Exercise aim: Find each line below where the word "give" occurs, and copy it.

- Opening Delimiter -

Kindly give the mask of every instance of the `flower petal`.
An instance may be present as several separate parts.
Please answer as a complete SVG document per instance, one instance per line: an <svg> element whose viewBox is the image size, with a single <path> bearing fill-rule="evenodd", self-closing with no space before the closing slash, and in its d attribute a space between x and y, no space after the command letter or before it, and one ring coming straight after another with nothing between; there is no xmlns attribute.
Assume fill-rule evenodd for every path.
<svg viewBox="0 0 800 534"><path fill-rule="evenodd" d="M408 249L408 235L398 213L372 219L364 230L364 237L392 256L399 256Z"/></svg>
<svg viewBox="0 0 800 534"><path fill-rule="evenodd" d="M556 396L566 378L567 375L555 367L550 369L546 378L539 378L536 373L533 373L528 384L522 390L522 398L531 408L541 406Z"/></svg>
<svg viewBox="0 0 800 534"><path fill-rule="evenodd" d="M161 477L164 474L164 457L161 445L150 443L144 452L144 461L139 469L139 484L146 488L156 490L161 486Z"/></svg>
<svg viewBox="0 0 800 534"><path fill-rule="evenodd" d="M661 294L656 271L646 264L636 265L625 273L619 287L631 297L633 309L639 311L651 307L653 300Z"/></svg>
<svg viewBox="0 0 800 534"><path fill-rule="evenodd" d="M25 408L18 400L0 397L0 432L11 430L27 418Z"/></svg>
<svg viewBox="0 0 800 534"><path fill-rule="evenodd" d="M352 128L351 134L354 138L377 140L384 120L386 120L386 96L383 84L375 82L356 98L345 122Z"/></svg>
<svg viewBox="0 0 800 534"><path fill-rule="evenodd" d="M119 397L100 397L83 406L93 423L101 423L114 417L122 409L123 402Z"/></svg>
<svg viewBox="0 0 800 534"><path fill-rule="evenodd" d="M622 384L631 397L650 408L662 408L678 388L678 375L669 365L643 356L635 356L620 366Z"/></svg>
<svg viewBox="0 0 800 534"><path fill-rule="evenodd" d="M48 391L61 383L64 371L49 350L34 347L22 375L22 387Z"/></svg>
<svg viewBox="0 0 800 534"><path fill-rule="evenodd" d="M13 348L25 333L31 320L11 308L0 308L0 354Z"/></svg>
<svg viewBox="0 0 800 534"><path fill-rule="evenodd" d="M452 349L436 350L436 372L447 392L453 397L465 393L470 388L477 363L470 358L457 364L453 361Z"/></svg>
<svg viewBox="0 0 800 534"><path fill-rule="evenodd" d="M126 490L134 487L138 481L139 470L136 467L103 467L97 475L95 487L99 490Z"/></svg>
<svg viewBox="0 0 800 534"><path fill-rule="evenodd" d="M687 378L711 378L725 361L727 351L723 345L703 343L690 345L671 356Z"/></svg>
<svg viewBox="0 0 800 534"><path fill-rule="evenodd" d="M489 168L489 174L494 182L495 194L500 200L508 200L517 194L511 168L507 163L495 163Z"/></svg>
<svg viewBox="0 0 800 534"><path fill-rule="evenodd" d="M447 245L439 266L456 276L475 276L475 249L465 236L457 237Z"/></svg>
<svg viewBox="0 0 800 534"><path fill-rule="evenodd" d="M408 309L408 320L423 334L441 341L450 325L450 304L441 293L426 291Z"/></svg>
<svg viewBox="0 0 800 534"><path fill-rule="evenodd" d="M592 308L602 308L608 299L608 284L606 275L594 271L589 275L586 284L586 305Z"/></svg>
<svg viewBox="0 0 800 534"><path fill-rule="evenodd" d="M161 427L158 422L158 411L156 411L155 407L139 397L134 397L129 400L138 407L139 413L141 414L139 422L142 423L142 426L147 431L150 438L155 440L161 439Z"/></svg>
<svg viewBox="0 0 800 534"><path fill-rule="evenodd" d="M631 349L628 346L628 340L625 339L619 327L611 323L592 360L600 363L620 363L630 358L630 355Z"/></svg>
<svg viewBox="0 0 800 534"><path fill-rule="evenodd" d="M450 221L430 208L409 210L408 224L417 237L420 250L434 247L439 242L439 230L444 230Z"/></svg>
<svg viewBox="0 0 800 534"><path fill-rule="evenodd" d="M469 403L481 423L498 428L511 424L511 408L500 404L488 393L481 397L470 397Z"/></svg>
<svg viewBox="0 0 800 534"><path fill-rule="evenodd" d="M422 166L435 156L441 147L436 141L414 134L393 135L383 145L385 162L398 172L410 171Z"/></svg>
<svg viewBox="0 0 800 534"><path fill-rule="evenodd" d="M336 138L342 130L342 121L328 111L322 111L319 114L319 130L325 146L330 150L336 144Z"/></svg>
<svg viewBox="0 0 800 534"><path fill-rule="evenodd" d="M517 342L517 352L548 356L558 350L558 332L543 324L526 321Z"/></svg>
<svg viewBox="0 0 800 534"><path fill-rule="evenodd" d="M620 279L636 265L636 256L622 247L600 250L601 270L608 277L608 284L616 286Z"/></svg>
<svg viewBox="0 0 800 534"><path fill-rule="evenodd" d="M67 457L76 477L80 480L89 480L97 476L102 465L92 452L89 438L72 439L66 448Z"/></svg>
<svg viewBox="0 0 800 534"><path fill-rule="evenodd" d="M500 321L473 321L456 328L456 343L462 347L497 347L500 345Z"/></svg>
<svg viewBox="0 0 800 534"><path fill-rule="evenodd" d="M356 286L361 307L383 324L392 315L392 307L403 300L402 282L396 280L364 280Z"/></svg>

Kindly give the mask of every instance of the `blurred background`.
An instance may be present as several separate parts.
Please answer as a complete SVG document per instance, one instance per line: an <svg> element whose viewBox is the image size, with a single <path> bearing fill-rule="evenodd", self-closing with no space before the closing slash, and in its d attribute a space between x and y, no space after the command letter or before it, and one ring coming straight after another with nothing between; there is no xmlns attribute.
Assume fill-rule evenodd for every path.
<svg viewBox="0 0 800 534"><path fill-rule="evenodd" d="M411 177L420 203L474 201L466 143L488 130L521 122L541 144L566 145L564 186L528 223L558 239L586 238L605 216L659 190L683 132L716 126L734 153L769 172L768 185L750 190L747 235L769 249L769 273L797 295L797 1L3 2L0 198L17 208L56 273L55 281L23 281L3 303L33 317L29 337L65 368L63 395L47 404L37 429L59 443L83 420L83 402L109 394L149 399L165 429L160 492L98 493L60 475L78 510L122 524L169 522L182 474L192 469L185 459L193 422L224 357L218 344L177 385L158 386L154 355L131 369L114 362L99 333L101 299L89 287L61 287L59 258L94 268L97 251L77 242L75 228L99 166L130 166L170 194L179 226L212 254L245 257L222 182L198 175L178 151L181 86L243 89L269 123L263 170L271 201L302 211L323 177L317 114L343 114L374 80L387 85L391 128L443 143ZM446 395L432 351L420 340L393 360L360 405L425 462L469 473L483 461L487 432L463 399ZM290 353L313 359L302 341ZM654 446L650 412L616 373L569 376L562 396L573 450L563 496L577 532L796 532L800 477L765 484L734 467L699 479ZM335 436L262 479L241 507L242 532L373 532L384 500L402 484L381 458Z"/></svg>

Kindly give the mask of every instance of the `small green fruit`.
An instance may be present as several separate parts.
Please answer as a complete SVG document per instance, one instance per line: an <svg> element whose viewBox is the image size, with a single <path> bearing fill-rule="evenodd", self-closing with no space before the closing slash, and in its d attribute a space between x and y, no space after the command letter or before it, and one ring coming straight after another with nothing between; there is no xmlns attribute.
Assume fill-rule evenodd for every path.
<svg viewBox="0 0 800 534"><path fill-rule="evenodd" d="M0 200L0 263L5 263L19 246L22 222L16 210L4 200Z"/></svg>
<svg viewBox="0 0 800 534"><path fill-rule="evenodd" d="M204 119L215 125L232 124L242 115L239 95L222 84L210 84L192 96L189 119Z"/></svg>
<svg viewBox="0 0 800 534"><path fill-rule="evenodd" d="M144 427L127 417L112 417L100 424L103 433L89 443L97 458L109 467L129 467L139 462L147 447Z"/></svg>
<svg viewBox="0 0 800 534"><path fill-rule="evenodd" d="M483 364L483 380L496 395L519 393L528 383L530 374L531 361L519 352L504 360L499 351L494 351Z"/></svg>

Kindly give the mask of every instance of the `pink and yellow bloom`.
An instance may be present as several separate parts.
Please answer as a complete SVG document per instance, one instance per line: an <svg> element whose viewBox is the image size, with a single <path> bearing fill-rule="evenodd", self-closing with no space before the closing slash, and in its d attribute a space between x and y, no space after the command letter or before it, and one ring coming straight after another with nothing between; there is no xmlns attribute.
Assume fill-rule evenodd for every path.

- Closing Delimiter -

Result of the task:
Kindly give the mask of every instance of the `flower petal`.
Kindly give the mask of every instance of the `blurred background`.
Kindly give the mask of every instance of the `small green fruit`.
Kindly give the mask of every instance of the `pink and yellow bloom`.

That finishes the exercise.